** Directive **
Please return every line of the items that contains the word "mound", matching case exactly.
>> start
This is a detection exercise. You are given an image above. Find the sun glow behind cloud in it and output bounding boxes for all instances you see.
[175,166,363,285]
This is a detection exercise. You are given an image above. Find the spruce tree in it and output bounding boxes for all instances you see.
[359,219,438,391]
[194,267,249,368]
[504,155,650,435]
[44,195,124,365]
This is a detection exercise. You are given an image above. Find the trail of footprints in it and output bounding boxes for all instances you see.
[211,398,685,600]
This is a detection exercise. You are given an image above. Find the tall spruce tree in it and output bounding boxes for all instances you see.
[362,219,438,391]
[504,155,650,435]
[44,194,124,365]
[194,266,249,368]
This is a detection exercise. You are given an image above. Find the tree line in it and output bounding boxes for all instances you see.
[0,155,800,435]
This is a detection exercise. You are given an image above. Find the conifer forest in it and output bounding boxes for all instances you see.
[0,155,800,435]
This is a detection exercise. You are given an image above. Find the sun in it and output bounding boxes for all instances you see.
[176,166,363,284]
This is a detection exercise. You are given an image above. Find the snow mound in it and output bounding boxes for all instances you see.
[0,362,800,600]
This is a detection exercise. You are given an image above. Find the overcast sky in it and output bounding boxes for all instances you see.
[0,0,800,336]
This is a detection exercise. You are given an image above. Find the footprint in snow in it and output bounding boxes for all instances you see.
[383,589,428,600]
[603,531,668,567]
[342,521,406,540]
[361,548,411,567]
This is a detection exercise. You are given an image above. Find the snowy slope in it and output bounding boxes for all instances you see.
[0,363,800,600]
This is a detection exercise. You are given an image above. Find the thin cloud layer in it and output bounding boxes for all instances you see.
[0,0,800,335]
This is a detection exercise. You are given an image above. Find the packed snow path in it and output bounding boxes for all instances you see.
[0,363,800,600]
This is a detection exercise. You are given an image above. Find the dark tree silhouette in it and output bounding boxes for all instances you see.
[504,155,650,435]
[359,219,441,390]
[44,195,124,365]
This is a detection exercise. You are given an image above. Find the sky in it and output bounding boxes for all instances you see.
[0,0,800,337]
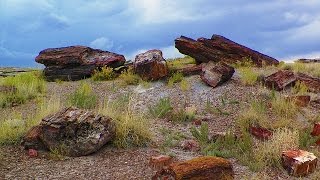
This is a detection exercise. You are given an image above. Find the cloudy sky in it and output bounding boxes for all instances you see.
[0,0,320,67]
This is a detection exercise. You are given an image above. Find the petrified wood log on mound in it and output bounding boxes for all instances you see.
[175,35,279,66]
[36,46,126,80]
[23,107,115,156]
[152,157,234,180]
>> end
** Reply to the exercise **
This is a detection exercise. You are given an image above. Find the snow mound in it and output bounding boxes for all instances you see.
This is a detection exercise. You are given an image above. Find the petrified wood log on mound in it and output bounding boxes for all instances you see.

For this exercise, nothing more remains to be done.